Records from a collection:
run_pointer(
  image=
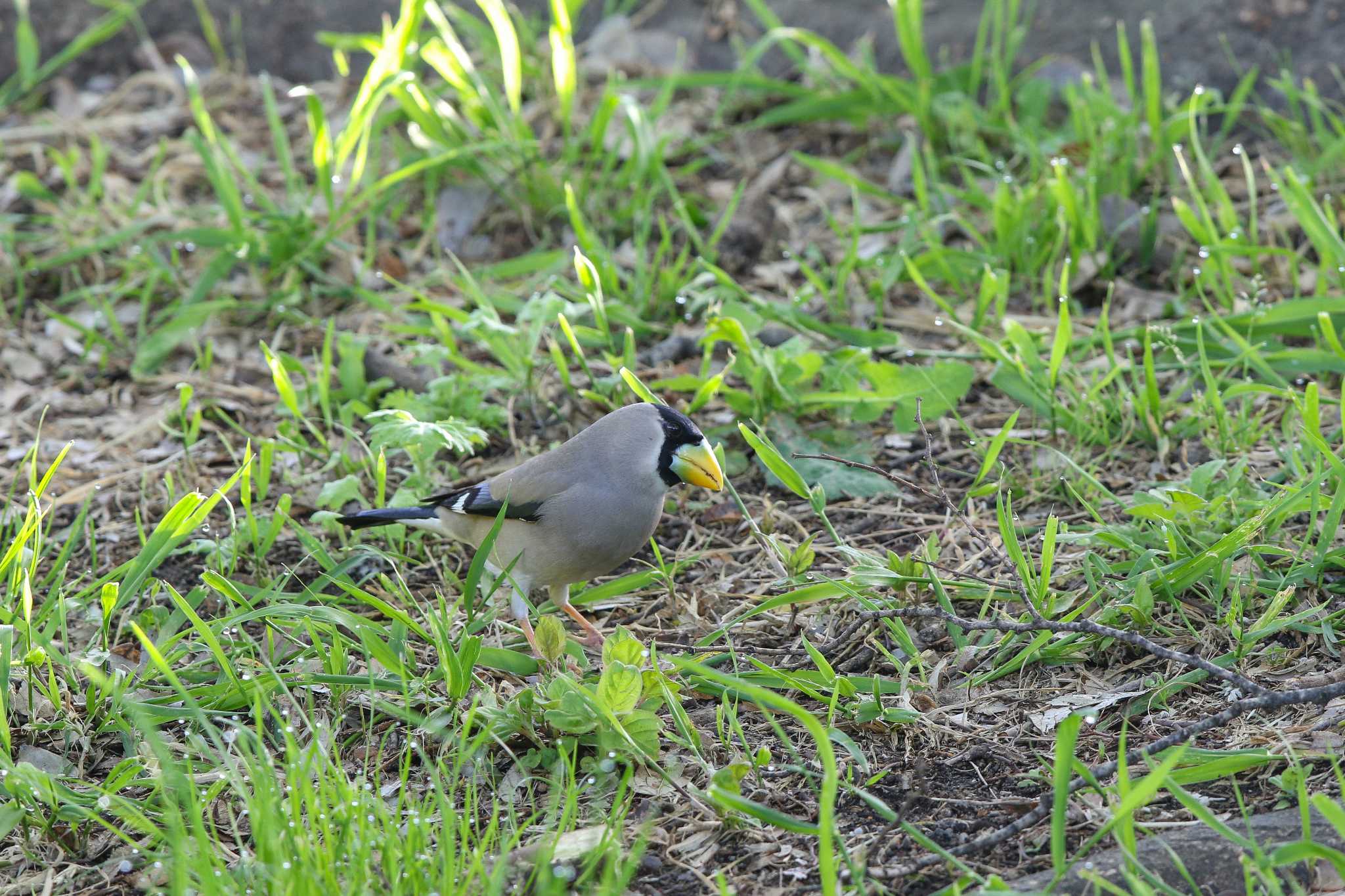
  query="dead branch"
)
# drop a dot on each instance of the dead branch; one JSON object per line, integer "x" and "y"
{"x": 1274, "y": 700}
{"x": 1261, "y": 698}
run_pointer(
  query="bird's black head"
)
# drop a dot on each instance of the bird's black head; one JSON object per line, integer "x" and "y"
{"x": 678, "y": 430}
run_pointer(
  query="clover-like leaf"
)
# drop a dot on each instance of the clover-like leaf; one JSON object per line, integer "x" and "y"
{"x": 622, "y": 647}
{"x": 645, "y": 729}
{"x": 550, "y": 639}
{"x": 619, "y": 688}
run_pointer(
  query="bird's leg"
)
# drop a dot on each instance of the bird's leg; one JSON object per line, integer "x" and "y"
{"x": 562, "y": 598}
{"x": 519, "y": 608}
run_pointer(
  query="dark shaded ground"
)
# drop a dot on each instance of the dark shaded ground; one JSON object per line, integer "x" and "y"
{"x": 1201, "y": 41}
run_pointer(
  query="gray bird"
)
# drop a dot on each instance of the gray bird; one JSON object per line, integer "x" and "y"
{"x": 576, "y": 512}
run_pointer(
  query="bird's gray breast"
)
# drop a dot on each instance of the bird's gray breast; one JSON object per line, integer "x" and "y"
{"x": 598, "y": 530}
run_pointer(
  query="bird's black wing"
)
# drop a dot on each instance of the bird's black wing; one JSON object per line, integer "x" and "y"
{"x": 477, "y": 500}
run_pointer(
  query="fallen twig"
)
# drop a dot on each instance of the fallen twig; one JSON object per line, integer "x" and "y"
{"x": 1259, "y": 699}
{"x": 1103, "y": 770}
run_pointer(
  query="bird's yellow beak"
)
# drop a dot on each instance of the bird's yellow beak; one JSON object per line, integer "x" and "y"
{"x": 695, "y": 465}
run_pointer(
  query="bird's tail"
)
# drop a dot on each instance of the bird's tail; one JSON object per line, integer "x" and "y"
{"x": 423, "y": 517}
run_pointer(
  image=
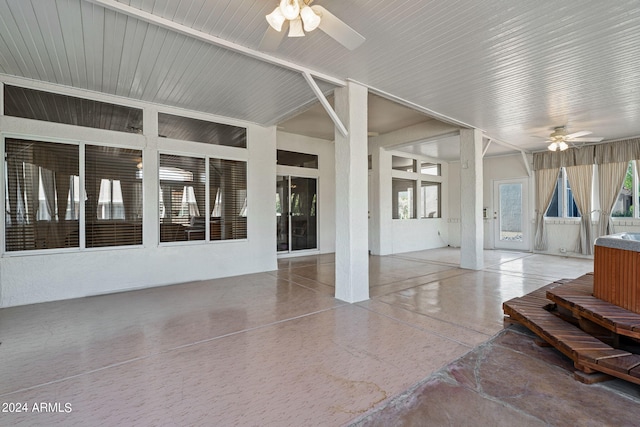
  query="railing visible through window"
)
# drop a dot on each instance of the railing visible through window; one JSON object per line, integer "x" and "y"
{"x": 228, "y": 199}
{"x": 113, "y": 203}
{"x": 562, "y": 203}
{"x": 182, "y": 198}
{"x": 40, "y": 182}
{"x": 628, "y": 196}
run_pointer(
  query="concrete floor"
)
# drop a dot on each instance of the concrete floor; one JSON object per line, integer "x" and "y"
{"x": 276, "y": 348}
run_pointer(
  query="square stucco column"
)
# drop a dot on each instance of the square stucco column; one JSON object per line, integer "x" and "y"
{"x": 471, "y": 229}
{"x": 352, "y": 256}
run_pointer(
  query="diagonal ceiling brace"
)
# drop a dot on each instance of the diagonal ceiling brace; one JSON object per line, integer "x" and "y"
{"x": 325, "y": 103}
{"x": 208, "y": 38}
{"x": 486, "y": 147}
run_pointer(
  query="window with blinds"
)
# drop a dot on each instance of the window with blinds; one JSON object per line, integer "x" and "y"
{"x": 57, "y": 108}
{"x": 113, "y": 200}
{"x": 182, "y": 198}
{"x": 41, "y": 195}
{"x": 188, "y": 129}
{"x": 227, "y": 199}
{"x": 292, "y": 158}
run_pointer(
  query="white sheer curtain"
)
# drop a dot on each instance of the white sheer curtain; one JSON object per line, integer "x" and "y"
{"x": 610, "y": 179}
{"x": 545, "y": 183}
{"x": 581, "y": 181}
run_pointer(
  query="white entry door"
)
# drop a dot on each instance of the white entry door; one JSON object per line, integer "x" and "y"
{"x": 511, "y": 214}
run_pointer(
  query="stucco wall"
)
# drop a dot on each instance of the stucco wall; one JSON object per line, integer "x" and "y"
{"x": 59, "y": 274}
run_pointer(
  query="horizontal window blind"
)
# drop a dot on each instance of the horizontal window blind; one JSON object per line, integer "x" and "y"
{"x": 182, "y": 198}
{"x": 40, "y": 211}
{"x": 228, "y": 199}
{"x": 292, "y": 158}
{"x": 113, "y": 200}
{"x": 54, "y": 107}
{"x": 188, "y": 129}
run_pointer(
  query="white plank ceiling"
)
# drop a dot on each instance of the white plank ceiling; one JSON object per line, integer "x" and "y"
{"x": 514, "y": 69}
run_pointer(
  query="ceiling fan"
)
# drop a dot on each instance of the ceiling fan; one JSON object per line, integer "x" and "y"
{"x": 560, "y": 139}
{"x": 300, "y": 16}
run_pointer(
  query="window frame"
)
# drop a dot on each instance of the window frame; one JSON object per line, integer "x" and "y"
{"x": 425, "y": 184}
{"x": 82, "y": 223}
{"x": 635, "y": 195}
{"x": 562, "y": 197}
{"x": 207, "y": 155}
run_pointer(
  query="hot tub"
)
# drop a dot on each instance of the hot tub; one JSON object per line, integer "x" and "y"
{"x": 616, "y": 276}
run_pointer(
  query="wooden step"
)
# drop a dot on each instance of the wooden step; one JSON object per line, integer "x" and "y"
{"x": 576, "y": 296}
{"x": 588, "y": 353}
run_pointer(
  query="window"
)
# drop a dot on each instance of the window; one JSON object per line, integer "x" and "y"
{"x": 39, "y": 182}
{"x": 403, "y": 164}
{"x": 188, "y": 129}
{"x": 428, "y": 168}
{"x": 302, "y": 160}
{"x": 182, "y": 198}
{"x": 228, "y": 199}
{"x": 430, "y": 200}
{"x": 183, "y": 204}
{"x": 403, "y": 198}
{"x": 57, "y": 108}
{"x": 627, "y": 198}
{"x": 113, "y": 201}
{"x": 562, "y": 204}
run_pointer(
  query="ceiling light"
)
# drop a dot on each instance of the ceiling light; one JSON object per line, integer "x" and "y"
{"x": 290, "y": 9}
{"x": 310, "y": 19}
{"x": 298, "y": 13}
{"x": 276, "y": 19}
{"x": 295, "y": 28}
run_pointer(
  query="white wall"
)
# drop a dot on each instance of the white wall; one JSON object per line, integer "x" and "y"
{"x": 390, "y": 236}
{"x": 59, "y": 274}
{"x": 494, "y": 168}
{"x": 326, "y": 181}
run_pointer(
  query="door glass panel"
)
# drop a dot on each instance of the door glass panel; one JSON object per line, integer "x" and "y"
{"x": 303, "y": 213}
{"x": 511, "y": 212}
{"x": 282, "y": 213}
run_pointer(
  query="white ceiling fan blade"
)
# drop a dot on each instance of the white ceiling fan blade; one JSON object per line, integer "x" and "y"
{"x": 594, "y": 139}
{"x": 578, "y": 134}
{"x": 272, "y": 38}
{"x": 337, "y": 29}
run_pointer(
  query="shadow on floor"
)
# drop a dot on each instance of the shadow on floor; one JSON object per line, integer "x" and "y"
{"x": 508, "y": 381}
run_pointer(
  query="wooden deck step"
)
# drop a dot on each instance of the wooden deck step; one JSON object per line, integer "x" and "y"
{"x": 570, "y": 340}
{"x": 577, "y": 297}
{"x": 588, "y": 353}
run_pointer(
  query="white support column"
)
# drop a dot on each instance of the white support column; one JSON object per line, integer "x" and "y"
{"x": 352, "y": 258}
{"x": 471, "y": 177}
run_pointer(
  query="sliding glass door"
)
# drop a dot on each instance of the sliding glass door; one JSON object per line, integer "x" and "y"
{"x": 296, "y": 213}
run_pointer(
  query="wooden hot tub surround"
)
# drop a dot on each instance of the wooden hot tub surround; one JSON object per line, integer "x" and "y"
{"x": 617, "y": 276}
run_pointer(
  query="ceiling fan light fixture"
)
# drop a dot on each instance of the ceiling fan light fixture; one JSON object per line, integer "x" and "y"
{"x": 295, "y": 28}
{"x": 290, "y": 9}
{"x": 309, "y": 18}
{"x": 276, "y": 19}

### WHAT IS BEING ASKED
Once you reach the line that holds "# drop a dot on each instance of the white support", print it and every line after it through the end of the records, word for word.

### RESULT OF THIS EXERCISE
# drop a dot on each instance of the white support column; one JSON object per line, integer "x" and "y"
{"x": 352, "y": 258}
{"x": 471, "y": 177}
run_pointer(
  query="sliding glass door"
)
# drop a dot on each instance of the sliding glass door; one JSON object per line, integer "x" and "y"
{"x": 296, "y": 213}
run_pointer(
  query="wooden hot tub surround"
)
# drop a dot on each instance of the wooden hot tub surround; one JSON object per line, integer "x" and "y"
{"x": 617, "y": 276}
run_pointer(
  query="ceiling fan light fixture"
)
# drop a dot on each instance of the ceiling fan light fixture; one JSON object per line, integer "x" and "y"
{"x": 295, "y": 28}
{"x": 290, "y": 9}
{"x": 309, "y": 18}
{"x": 276, "y": 19}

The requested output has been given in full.